-- START Excerpted passage --

[pdb-discuss] british library screen scraping

Mon Jun 19 21:43:53 UTC 2006

You might want to hit reply-to-all so that you reply goes to the list as 
well as to me when respond. Full comments below.

Nathan Lewis wrote:
> Hi Rufus,
> 
> Not a problem. By the way, there was one bit in the scraper that was 
> hard coded to the particular page it was looking at, that was the 
> foreach my $base (1,21,41,61,81,101,121)  bit. Those numbers were 
> supplied by me rather than deduced by the code. All that should be

Yes I know. I've also still got that hardcoded.

> needed is to read those numbers from the page and then you / we can pull 
> data for every year desired.

As you say we could just do some minimal parsing of the original results 
page to work out what the maximal number. An alternative, that might be 
simpler, would be to just keep going until you get an exception e.g.

count = 0
while(True):
     base = count * 20 # 20 is results per page
     ...
     for ii in range(20):
         ii += base
         ....
         # eventually get an exception when you run out of results

> Are you going to use that Gauss thing for hosting it?

Not sure yet. As a start might be easier just to write some code to auto 
create wiki pages rather than using the virtual page -- virtual pages 
can't be edited :(

> By the way could I look at your Python code?

Please do. I've just commited it into the public subversion project 
repository (along with some of your code) whose url is:

   http://project.knowledgeforge.net/pdw/svn/

(nb: you can just browse this using your web browser)

You want to look in trunk, specifically at:

http://project.knowledgeforge.net/pdw/svn/trunk/bin/sound_archive_crawl.py

You're *very* welcome to use the repository too, all you need to do is 
sign up for an account on https://www.knowledgeforge.net/, tell me your 
username (so I can give you commit access) and then use a subversion 
client to check-out the repository.

-- END Excerpted passage --
-- START Data shown --

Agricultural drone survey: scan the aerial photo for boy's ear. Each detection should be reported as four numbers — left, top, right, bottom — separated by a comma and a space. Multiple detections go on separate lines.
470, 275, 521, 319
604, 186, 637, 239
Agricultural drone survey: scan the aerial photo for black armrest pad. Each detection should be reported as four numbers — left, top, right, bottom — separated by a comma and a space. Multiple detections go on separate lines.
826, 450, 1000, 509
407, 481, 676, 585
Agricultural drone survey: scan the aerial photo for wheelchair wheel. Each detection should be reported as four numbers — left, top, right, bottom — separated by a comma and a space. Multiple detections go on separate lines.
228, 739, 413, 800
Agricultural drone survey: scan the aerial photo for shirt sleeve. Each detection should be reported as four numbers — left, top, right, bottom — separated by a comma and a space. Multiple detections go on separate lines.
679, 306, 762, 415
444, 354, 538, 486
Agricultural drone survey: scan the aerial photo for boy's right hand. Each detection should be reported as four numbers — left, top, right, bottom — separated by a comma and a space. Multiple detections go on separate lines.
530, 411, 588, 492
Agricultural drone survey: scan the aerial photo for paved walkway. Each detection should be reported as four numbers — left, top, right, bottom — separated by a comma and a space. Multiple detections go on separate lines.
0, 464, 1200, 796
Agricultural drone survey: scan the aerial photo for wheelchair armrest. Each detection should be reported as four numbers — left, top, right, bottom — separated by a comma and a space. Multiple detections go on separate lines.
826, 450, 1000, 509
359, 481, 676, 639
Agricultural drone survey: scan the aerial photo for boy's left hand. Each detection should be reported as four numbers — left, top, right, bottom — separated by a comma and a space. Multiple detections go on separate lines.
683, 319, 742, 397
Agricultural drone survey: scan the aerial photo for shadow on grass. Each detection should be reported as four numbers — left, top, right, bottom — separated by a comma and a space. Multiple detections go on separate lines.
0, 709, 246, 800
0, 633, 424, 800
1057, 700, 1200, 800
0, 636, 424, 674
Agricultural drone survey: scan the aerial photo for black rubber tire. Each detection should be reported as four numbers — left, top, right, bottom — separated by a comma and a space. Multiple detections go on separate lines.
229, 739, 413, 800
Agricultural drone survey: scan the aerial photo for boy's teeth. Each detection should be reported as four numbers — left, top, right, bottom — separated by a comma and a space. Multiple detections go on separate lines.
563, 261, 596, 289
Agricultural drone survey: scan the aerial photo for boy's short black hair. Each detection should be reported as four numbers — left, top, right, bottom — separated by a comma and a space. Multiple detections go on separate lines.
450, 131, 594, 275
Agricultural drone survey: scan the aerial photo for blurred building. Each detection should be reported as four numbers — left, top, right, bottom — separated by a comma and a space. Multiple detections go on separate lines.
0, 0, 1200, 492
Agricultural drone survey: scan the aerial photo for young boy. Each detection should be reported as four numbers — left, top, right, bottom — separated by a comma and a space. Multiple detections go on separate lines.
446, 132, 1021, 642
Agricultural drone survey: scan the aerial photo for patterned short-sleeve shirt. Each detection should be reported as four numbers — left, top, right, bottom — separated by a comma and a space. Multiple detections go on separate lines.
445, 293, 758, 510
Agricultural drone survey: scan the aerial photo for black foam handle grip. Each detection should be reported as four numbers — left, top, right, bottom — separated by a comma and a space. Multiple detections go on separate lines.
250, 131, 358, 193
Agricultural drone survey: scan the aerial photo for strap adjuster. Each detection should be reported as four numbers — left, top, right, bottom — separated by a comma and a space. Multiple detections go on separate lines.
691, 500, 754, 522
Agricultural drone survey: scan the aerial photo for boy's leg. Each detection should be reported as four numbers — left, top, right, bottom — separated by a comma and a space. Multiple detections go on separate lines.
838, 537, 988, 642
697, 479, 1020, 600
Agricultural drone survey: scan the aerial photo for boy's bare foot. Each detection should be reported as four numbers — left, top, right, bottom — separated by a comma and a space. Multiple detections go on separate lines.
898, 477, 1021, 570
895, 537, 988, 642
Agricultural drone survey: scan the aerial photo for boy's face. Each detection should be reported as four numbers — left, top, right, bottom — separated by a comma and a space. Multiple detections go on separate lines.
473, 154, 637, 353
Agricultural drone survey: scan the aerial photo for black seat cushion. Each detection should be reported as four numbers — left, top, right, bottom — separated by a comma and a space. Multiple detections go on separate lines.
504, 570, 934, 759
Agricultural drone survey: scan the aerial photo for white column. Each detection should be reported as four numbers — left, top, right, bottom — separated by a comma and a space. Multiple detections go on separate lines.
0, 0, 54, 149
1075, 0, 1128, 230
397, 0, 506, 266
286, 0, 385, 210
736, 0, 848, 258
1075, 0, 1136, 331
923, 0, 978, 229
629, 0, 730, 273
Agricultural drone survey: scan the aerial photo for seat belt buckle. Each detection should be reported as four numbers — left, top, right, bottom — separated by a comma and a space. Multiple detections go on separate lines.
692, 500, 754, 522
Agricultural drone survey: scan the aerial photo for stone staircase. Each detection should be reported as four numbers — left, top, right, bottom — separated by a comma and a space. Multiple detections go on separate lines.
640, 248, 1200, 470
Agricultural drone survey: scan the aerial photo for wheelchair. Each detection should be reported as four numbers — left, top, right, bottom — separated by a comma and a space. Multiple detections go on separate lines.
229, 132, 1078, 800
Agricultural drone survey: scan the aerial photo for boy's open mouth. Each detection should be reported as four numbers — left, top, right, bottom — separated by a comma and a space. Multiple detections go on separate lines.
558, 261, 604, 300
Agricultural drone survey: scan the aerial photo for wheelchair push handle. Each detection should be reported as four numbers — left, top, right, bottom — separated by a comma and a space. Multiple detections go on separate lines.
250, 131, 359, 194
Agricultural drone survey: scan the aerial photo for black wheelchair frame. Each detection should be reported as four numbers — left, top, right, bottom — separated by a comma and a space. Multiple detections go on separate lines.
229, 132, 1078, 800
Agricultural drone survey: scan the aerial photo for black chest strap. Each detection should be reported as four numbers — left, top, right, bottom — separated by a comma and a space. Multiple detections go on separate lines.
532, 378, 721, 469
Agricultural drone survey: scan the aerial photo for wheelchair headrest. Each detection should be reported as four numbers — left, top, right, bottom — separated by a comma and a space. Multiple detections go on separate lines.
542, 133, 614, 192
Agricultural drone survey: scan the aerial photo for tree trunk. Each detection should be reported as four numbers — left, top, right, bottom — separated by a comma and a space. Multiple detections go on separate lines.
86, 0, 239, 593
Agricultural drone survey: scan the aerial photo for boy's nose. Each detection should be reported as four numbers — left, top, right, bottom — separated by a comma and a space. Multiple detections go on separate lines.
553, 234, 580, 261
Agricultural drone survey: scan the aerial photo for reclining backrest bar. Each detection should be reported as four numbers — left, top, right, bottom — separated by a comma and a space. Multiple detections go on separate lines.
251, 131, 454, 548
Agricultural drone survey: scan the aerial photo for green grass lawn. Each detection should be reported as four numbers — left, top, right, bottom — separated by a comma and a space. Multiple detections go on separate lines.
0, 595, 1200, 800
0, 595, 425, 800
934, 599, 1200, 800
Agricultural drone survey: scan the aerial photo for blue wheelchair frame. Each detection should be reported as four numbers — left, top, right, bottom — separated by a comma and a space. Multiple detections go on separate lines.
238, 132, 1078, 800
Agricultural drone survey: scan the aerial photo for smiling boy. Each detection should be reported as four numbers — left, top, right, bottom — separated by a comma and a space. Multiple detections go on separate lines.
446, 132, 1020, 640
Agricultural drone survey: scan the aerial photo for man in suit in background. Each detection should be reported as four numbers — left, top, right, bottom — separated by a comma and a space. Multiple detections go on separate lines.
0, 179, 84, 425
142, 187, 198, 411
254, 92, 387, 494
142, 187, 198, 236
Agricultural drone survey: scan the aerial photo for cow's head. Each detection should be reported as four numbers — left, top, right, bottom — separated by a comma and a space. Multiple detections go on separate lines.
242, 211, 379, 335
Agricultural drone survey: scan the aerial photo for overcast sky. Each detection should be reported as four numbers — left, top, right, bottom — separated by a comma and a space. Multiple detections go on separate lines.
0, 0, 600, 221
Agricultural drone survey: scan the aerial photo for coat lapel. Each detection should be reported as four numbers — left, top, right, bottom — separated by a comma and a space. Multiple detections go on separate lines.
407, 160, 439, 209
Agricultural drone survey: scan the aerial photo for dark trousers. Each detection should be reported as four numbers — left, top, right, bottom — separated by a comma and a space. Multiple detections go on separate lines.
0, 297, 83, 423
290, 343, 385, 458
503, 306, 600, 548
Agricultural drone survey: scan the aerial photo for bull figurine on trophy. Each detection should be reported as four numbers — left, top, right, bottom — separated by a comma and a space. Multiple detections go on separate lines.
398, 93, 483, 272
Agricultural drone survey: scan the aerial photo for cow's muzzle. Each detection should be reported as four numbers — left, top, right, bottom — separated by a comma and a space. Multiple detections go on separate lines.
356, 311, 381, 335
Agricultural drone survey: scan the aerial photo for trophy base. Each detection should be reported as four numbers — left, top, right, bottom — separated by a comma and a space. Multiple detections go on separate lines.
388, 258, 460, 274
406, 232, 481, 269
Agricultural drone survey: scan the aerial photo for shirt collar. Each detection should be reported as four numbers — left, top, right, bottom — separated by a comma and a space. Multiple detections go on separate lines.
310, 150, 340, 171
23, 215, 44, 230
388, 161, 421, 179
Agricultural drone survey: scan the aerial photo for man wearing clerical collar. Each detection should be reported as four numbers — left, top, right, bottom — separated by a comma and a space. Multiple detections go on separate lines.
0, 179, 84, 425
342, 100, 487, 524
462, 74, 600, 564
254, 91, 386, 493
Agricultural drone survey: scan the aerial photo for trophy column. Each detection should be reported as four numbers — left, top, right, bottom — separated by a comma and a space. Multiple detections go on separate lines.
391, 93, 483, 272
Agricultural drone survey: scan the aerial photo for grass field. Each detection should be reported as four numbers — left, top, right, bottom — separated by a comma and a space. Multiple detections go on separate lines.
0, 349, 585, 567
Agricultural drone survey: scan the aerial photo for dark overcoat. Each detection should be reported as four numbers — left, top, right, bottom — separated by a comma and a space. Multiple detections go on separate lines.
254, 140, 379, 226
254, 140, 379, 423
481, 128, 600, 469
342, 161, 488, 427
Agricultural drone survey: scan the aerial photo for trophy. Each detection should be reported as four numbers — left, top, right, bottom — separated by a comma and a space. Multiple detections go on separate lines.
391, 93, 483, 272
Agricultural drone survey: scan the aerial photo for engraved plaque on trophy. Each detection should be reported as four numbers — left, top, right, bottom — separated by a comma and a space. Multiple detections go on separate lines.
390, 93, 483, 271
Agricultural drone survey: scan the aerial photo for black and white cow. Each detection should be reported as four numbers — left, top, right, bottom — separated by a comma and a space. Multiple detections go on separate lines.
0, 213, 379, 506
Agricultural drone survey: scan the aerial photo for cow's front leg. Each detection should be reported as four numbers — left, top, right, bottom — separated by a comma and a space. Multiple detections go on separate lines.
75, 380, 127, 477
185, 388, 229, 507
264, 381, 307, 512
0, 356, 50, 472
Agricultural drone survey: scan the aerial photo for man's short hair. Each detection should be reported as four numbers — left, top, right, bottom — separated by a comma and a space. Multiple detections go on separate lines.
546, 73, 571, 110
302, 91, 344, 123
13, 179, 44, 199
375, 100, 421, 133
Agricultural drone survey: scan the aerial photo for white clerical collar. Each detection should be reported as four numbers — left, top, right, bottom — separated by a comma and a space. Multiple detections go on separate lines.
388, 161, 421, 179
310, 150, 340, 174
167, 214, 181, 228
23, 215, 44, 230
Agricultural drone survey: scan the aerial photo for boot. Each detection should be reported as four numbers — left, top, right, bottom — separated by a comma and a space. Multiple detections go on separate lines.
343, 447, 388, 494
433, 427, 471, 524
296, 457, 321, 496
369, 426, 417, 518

-- END Data shown --

* _Exercise description_
Reproduce the stretch of the screen-scraping thread from "Yes I know." through "every year desired.".

* _Correct answer_
Yes I know. I've also still got that hardcoded.

> needed is to read those numbers from the page and then you / we can pull 
> data for every year desired.